Document passage:
# VR6 Squishy Brakes.....MKIII



## Luckyzeee (Feb 9, 2002)

Well, my brakes were feeling extremely squishy so I decided to bleed them. I used the motive power bleeder with ATE brake fluid. Now that I have re-bled the brakes, they are still squishy...
What's the next step?
I have re-bled them twice and still the same result.
Any suggestions?


----------



## rustback (Sep 26, 2007)

power bleeders are god's gift to mechanics. 
I'm assuming you already checked everything for leaks. starting at the booster and working your down to every wheel?


----------



## spitpilot (Feb 14, 2000)

*Re: (rustback)*

If you're sure you've got all air out...and nothing's leakin anywhere...at least anywhere you can see...then it's gotta be MC seal failure...seals in MC can fail and let pressure bleed back into the MC tank..no fluid loss just pressure loss and "squishy" pedal feel. If the final rear MC seal fails you'll get fluid loss, but no visible (at least for a while) leaks, since the fluid will end up in the brake booster..eventually it will run down the fire wall..either inside the car or outside....once you're convinced system is bled out good...and squishy pedal is still there...bite the bullet and change MC. http://****************.com/smile/emthup.gif


----------



## VeeRar6ix (Apr 5, 2007)

Aim of the task: Carry the forum thread on squishy VR6 brakes forward from the point where it stops.

Recorded information:
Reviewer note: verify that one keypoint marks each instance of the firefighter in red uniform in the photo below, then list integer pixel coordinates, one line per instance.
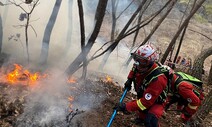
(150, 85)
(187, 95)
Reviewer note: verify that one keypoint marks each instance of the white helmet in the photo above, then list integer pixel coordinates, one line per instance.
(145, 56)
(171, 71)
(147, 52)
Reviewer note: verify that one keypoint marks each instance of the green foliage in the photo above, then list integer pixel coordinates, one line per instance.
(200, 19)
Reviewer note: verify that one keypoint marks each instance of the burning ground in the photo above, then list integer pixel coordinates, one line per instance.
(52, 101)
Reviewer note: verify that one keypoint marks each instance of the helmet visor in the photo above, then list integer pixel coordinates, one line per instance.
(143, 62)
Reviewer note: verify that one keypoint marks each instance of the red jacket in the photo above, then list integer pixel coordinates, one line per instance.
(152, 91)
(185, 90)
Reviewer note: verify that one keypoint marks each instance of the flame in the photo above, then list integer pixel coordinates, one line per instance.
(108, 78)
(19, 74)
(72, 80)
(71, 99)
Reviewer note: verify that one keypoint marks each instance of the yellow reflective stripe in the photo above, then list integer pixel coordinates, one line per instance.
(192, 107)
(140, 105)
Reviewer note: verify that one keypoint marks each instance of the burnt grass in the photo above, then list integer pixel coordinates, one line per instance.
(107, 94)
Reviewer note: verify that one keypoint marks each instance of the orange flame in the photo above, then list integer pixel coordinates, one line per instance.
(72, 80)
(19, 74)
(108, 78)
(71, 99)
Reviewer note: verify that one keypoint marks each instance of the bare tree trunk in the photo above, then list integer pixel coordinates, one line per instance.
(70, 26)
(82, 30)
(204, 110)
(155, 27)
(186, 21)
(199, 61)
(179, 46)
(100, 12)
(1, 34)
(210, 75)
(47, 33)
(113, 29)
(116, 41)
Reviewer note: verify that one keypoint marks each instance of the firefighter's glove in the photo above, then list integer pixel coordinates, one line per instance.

Exercise answer:
*Re: (spitpilot)*

was the system bled out in the right sequence? furthest caliper working to the nearest of the MC... if yes, then change the MC, its toast...


----------



## Luckyzeee (Feb 9, 2002)

*Re: (VeeRar6ix)*

the weird thing is that when I left on my trip back home everything was fine, brakes weren't squishy, I drive 2.5 hours on the freeway (minimal braking) and then all of the sudden when I returned home, the brakes were squishy? Would a MC go bad all of the sudden? Or is it a gradual problem?


----------



## VeeRar6ix (Apr 5, 2007)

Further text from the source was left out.